DIRECTIVE → All entries must be extracted exactly, with nothing added or dropped.

SUPPLIED INFORMATION →
___

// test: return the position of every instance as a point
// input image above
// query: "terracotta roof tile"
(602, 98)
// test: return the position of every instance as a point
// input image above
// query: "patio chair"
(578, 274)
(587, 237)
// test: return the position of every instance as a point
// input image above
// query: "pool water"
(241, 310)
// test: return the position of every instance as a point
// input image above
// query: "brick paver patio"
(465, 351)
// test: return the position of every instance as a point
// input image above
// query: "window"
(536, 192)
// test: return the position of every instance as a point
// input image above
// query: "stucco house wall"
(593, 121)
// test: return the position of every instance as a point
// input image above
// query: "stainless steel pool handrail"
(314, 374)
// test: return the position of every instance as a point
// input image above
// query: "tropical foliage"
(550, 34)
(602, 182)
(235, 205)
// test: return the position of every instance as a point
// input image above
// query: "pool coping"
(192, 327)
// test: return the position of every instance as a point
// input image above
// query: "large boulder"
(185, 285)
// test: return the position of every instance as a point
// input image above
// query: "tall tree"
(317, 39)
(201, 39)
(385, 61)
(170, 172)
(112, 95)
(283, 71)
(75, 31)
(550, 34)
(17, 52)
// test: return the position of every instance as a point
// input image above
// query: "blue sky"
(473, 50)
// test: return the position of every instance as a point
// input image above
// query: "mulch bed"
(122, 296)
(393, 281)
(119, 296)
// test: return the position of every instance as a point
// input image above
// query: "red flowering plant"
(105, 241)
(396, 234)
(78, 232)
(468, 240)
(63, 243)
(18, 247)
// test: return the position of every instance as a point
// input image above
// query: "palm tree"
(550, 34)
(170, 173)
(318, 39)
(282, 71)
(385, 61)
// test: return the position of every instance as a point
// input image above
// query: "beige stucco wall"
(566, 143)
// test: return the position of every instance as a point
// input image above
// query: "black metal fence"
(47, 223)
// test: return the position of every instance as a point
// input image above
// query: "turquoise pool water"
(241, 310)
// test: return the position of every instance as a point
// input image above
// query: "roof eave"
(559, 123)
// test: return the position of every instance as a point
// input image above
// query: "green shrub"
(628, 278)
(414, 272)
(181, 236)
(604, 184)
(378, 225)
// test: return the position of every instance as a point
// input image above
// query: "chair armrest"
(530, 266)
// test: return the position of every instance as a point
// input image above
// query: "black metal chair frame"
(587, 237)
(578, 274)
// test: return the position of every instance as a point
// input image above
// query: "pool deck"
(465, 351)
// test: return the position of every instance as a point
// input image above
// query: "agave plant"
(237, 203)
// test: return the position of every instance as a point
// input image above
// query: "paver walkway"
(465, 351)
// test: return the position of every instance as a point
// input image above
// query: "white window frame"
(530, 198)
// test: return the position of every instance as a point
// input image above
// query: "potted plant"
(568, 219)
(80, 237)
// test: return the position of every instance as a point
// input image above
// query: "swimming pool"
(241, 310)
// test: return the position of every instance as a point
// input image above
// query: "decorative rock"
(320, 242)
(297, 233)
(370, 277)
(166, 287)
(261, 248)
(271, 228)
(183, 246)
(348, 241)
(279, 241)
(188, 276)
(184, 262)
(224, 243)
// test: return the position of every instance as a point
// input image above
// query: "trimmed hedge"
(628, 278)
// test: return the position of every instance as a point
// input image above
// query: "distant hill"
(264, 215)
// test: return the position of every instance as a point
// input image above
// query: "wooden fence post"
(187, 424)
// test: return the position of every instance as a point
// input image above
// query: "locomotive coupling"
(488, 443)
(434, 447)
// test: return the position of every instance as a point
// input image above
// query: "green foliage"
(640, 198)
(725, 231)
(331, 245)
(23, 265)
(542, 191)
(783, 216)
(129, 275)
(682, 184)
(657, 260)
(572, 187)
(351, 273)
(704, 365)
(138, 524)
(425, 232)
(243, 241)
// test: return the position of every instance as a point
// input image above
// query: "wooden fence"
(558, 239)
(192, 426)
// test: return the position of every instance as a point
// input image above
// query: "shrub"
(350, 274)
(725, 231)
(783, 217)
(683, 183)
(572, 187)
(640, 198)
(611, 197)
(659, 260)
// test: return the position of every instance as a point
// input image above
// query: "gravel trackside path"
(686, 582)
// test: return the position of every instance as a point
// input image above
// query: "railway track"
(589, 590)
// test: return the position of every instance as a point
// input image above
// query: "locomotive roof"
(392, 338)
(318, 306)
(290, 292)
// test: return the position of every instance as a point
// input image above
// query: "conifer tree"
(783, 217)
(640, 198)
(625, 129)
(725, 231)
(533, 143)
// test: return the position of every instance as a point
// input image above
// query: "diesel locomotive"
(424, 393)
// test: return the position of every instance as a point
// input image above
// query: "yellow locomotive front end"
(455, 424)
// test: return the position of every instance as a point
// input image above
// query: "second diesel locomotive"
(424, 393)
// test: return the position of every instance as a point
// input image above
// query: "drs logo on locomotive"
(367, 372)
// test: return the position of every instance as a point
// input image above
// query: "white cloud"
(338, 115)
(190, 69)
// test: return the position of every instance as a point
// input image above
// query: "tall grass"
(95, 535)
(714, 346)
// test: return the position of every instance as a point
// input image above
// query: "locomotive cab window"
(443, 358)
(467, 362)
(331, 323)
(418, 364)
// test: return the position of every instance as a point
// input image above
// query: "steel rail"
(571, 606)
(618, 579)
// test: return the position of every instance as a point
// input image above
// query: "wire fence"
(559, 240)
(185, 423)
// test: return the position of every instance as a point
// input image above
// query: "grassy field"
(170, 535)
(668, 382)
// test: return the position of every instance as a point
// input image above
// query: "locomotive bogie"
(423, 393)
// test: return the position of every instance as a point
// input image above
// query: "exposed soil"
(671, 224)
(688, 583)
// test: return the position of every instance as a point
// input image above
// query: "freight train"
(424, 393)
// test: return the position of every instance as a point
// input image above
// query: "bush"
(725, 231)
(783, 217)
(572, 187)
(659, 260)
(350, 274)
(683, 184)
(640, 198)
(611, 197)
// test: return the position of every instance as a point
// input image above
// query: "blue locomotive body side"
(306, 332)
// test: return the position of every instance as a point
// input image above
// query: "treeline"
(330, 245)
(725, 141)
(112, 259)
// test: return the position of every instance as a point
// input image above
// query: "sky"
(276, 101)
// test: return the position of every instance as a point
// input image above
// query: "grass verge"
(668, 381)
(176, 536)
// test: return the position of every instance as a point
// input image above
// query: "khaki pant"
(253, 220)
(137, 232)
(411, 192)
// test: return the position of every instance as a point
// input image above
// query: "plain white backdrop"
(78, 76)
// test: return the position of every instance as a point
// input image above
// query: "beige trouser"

___

ANSWER TO THE PROBLEM →
// test: return the position of every instance as a point
// input image above
// query: "terracotta roof tile"
(602, 98)
// test: return the position of every instance as a point
// input image above
// query: "patio chair"
(578, 274)
(587, 237)
// test: return the position of every instance as a point
// input image above
// query: "pool water"
(241, 310)
// test: return the position of every instance as a point
// input image above
// query: "brick paver patio"
(465, 351)
// test: return the position of every instance as a point
// input image above
// query: "window"
(536, 192)
// test: return the position of every instance as a point
// input image above
// query: "stucco house wall"
(593, 121)
// test: return the position of every instance as a point
// input image above
// query: "stainless steel pool handrail"
(314, 374)
// test: return the position of every instance as a point
// input image above
// query: "tropical foliage"
(550, 34)
(602, 182)
(235, 205)
// test: return the position of every instance as a point
// input image above
// query: "pool coping"
(192, 327)
// test: return the position of every instance as a point
// input image above
// query: "large boulder"
(185, 285)
// test: return the position of every instance as a point
// input image above
// query: "tall tree"
(317, 39)
(201, 39)
(385, 61)
(170, 172)
(112, 95)
(283, 71)
(75, 31)
(550, 34)
(17, 52)
// test: return the position of every instance as a point
// input image above
// query: "blue sky"
(473, 50)
// test: return the position of every instance as a point
// input image above
// query: "mulch bed"
(122, 296)
(393, 281)
(119, 296)
// test: return the position of every instance as a point
// input image above
// query: "red flowering plant"
(105, 241)
(396, 234)
(78, 232)
(468, 240)
(63, 243)
(18, 247)
// test: return the position of every instance as a point
// input image above
// query: "palm tree"
(550, 34)
(170, 173)
(318, 39)
(282, 71)
(385, 61)
// test: return the position of every instance as a point
// input image above
// query: "beige stucco wall"
(566, 143)
// test: return the position of every instance as a point
// input image above
// query: "black metal fence"
(47, 223)
// test: return the position of every instance as a point
// input image above
// query: "turquoise pool water"
(241, 310)
// test: return the position of every instance as a point
// input image above
// query: "roof eave"
(559, 123)
// test: return the position of every instance as a point
// input image above
// query: "green shrub"
(628, 278)
(414, 272)
(181, 236)
(604, 184)
(378, 225)
// test: return the position of every instance as a point
// input image above
// query: "chair armrest"
(530, 266)
// test: return the position of every instance as a point
// input image above
// query: "black metal chair frame"
(587, 237)
(578, 274)
// test: return the position of every instance as a point
// input image above
// query: "pool deck"
(465, 351)
// test: return the position of every instance as a point
// input image above
// query: "agave plant"
(237, 203)
// test: return the position of every instance as a point
// input image above
// query: "paver walkway"
(465, 351)
// test: return the position of every instance as a point
// input image above
// query: "white window frame"
(530, 198)
// test: return the position of every instance as a point
// input image above
// query: "potted plant"
(568, 219)
(80, 237)
// test: return the position of every instance as a point
// input image above
// query: "swimming pool"
(241, 310)
// test: return the position of every instance as a point
// input image above
// query: "decorative rock"
(320, 242)
(297, 233)
(370, 277)
(166, 287)
(261, 248)
(271, 228)
(183, 246)
(348, 241)
(279, 241)
(188, 276)
(184, 262)
(224, 243)
// test: return the position of every instance as a point
// input image above
// query: "trimmed hedge"
(628, 278)
// test: return the position of every instance as a point
// input image above
// query: "distant hill"
(264, 215)
// test: return the position of every instance as a point
// input image above
// query: "wooden fence post"
(187, 424)
// test: return the position of every instance as a point
// input image above
// query: "locomotive coupling"
(488, 443)
(434, 447)
// test: return the position of every instance as a point
// input image above
// query: "green foliage"
(640, 198)
(725, 231)
(331, 245)
(23, 265)
(542, 191)
(783, 216)
(129, 275)
(682, 184)
(657, 260)
(572, 187)
(351, 273)
(704, 365)
(138, 524)
(425, 232)
(243, 241)
// test: return the position of every instance as a point
// input image above
// query: "wooden fence"
(558, 239)
(192, 426)
// test: return the position of every instance as a point
// input image above
// query: "shrub"
(350, 274)
(725, 231)
(783, 217)
(683, 183)
(572, 187)
(640, 198)
(611, 197)
(659, 260)
// test: return the position of every instance as a point
// input image above
// query: "gravel trackside path"
(686, 582)
// test: return the position of every instance as a point
// input image above
// query: "railway track"
(589, 590)
// test: return the position of every instance as a point
// input image above
// query: "locomotive roof"
(392, 338)
(318, 306)
(290, 292)
// test: return the position of every instance as a point
// input image above
// query: "conifer tree"
(783, 217)
(640, 198)
(625, 129)
(725, 231)
(533, 143)
// test: return the position of every instance as a point
// input image above
// query: "diesel locomotive"
(424, 393)
// test: return the position of every instance as a point
// input image above
// query: "yellow locomotive front end"
(455, 424)
// test: return the position of every instance as a point
// input image above
// query: "second diesel locomotive"
(424, 393)
// test: return the position of every instance as a point
// input image above
// query: "drs logo on locomotive"
(367, 372)
// test: return the position of every instance as a point
// input image above
// query: "white cloud"
(338, 115)
(190, 69)
// test: return the position of every instance as a point
// input image above
// query: "tall grass"
(95, 535)
(714, 346)
// test: return the position of every instance as a point
// input image above
// query: "locomotive cab window"
(443, 358)
(467, 362)
(331, 323)
(418, 364)
// test: return the position of every instance as a point
// input image above
// query: "steel rail"
(571, 606)
(618, 579)
// test: return the position of every instance as a point
// input image above
// query: "wire fence"
(559, 240)
(185, 423)
// test: return the position of every instance as a point
// input image above
// query: "grassy field"
(170, 535)
(668, 382)
// test: return the position of every instance as a point
// input image above
// query: "locomotive bogie"
(423, 393)
// test: return the position of every instance as a point
// input image above
// query: "exposed soil"
(671, 224)
(688, 583)
// test: return the position of every instance as a point
// input image above
// query: "freight train"
(424, 393)
// test: return the position of every instance as a point
// input image above
// query: "bush"
(725, 231)
(783, 217)
(572, 187)
(659, 260)
(350, 274)
(683, 184)
(640, 198)
(611, 197)
// test: return the position of every instance as a point
// input image above
// query: "blue locomotive body side"
(306, 332)
// test: return the position of every instance as a point
// input image above
// query: "treeline"
(330, 245)
(725, 141)
(112, 259)
// test: return the position of every instance as a point
// input image above
// query: "sky"
(276, 101)
// test: return the position of every instance as a point
// input image above
// query: "grass verge"
(668, 381)
(176, 536)
// test: return the position of every instance as a point
// input image above
// query: "khaki pant"
(253, 220)
(137, 232)
(411, 192)
// test: return the position of every instance as a point
// input image above
// query: "plain white backdrop"
(78, 76)
// test: return the position of every instance as a point
// input image above
// query: "beige trouser"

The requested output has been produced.